Requirement — For the data that follows, state how many lines hold the string "with", giving the number by itself.

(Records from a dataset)
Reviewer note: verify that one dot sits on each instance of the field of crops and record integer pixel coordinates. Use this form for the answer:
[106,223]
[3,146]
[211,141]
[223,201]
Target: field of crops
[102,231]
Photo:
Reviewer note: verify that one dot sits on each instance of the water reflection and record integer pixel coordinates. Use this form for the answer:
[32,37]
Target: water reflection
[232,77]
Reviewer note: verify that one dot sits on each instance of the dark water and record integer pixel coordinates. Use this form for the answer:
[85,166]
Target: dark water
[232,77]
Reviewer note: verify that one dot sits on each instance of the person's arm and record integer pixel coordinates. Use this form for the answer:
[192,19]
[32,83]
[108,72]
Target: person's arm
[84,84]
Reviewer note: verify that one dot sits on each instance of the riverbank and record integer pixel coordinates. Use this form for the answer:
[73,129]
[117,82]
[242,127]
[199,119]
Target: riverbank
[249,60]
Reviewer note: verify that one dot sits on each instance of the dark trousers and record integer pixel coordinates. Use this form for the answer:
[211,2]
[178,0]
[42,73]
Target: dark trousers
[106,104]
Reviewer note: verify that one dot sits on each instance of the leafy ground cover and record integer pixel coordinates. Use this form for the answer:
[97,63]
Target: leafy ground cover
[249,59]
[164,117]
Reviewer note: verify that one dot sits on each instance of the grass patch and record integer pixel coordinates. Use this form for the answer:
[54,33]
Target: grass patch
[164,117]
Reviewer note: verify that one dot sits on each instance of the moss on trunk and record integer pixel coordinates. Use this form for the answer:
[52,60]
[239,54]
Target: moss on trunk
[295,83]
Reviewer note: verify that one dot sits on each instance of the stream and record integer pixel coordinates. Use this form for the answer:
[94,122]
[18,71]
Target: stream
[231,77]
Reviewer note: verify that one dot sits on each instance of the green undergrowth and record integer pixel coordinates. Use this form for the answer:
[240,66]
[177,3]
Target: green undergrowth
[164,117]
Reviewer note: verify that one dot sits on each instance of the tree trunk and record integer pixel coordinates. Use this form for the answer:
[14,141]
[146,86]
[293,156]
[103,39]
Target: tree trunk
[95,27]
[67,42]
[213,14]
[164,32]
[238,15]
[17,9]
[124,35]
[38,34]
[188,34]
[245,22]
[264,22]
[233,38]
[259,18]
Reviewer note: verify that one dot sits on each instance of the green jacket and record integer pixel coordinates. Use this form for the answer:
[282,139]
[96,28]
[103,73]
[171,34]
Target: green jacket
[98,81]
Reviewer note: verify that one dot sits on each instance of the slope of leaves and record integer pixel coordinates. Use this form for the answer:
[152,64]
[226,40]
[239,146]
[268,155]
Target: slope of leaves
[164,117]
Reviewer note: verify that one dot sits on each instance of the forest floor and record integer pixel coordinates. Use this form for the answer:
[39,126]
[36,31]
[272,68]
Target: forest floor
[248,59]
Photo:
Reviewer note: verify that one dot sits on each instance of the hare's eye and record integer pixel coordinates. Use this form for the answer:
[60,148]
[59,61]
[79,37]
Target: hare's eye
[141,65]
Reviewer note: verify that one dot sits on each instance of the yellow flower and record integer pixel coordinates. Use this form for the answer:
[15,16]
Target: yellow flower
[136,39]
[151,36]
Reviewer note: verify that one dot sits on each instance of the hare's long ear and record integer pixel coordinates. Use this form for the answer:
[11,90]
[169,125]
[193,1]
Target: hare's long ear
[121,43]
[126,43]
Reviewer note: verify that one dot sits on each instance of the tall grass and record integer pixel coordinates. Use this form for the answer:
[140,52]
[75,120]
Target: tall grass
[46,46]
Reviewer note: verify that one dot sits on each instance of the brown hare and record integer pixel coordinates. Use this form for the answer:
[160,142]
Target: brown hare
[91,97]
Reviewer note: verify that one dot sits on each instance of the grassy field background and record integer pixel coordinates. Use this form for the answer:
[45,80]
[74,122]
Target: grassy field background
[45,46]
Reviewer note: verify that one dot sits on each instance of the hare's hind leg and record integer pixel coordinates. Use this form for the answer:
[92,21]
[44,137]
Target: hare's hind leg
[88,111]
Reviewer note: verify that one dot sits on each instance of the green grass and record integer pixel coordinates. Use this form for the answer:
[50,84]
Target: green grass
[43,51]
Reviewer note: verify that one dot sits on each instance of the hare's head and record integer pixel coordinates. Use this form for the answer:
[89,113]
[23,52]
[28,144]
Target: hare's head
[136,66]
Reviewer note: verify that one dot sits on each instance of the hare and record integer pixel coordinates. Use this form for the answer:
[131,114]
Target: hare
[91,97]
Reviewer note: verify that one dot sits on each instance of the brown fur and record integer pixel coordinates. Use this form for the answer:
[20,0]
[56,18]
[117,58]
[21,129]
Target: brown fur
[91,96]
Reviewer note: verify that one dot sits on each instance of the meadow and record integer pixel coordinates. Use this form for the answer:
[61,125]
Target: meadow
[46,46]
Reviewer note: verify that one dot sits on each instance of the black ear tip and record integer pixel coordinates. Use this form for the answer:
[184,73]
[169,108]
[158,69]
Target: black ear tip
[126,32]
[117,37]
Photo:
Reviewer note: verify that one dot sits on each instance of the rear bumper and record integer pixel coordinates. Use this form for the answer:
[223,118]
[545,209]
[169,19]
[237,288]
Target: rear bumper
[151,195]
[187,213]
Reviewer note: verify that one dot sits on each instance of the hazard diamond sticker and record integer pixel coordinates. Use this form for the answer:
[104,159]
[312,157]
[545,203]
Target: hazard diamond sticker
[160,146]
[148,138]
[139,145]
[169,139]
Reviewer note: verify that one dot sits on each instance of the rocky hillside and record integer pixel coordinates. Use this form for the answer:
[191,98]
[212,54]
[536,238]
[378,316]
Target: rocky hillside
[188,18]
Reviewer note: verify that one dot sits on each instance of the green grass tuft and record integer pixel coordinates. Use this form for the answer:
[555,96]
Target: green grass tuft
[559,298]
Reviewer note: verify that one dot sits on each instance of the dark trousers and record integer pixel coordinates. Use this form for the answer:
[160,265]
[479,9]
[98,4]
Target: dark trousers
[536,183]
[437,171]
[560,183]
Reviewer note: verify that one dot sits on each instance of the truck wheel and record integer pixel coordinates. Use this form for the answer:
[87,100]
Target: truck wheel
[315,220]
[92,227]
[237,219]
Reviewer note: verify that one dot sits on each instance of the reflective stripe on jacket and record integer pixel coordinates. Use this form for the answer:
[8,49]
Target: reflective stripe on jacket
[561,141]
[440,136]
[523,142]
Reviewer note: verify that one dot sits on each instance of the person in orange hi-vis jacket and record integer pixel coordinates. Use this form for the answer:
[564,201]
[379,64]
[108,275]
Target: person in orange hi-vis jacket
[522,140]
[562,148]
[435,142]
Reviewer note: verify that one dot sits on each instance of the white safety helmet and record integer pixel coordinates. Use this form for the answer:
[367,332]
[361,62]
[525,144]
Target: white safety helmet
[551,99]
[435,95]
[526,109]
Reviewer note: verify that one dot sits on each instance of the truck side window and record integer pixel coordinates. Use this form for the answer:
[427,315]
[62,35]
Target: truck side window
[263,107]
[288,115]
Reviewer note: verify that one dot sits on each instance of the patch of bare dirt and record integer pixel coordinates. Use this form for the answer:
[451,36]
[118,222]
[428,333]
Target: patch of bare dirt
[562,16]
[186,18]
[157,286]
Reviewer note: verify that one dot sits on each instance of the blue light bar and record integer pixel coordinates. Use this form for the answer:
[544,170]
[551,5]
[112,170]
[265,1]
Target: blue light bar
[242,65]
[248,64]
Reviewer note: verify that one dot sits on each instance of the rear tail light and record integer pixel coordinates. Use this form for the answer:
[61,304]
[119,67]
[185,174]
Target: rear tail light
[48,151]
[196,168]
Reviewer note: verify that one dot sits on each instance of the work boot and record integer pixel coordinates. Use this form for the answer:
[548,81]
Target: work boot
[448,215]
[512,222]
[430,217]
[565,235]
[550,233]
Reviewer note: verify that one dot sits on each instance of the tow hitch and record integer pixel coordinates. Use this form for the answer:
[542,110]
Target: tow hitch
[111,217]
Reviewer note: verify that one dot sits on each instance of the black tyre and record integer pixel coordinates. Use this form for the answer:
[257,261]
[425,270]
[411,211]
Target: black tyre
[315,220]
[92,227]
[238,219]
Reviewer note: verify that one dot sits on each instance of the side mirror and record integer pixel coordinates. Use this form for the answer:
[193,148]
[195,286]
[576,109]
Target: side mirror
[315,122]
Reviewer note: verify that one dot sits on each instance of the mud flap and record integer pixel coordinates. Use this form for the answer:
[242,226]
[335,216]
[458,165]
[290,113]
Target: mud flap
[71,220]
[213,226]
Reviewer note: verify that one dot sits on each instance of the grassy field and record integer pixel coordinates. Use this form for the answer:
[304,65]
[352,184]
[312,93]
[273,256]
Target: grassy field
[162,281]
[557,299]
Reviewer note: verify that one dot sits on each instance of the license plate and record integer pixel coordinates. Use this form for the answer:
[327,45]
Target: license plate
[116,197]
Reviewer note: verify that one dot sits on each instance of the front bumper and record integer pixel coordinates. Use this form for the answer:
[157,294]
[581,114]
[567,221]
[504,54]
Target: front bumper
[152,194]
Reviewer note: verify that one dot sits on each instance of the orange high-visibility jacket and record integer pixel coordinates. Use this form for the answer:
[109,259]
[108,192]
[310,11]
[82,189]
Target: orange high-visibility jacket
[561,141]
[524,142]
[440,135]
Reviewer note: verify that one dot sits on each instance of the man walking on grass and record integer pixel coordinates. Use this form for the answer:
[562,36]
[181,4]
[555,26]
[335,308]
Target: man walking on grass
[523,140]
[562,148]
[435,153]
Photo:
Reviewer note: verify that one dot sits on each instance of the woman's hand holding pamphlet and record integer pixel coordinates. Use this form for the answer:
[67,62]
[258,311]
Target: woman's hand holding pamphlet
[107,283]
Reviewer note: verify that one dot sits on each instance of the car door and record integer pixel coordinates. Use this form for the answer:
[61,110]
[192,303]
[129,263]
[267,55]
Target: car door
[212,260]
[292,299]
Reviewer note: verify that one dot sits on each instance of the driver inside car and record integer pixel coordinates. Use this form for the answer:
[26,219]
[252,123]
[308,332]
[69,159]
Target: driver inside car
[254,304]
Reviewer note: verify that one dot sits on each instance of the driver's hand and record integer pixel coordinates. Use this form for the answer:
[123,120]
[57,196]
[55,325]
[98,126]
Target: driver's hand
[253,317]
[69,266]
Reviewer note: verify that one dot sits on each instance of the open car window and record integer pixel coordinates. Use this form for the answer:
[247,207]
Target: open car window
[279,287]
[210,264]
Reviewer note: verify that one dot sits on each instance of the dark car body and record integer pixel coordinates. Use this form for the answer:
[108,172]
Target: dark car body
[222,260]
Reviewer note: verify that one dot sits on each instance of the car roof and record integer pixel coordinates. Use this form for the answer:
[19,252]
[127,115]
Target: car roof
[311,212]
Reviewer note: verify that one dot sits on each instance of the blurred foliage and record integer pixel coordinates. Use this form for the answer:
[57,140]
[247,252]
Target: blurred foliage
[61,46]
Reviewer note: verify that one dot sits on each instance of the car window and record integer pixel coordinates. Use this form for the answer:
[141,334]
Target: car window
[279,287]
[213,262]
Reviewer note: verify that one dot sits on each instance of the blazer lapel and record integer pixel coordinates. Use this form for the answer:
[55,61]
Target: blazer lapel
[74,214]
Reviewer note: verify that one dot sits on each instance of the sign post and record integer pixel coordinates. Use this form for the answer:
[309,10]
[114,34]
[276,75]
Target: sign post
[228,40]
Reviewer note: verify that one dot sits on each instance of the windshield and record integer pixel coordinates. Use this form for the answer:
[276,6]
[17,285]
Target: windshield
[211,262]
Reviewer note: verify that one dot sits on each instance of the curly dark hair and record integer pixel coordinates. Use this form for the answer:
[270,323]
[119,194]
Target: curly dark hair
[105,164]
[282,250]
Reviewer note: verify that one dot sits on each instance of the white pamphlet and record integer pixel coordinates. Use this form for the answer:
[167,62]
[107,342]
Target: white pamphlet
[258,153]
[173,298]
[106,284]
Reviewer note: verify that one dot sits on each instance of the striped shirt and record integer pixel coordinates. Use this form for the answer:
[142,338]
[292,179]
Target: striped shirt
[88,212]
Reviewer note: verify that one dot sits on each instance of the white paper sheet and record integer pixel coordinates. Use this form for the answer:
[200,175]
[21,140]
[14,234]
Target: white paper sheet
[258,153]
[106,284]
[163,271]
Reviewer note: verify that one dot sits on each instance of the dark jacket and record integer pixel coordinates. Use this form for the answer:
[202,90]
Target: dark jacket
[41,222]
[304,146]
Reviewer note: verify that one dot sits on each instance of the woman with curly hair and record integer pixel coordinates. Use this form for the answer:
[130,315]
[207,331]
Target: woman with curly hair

Finished task — 2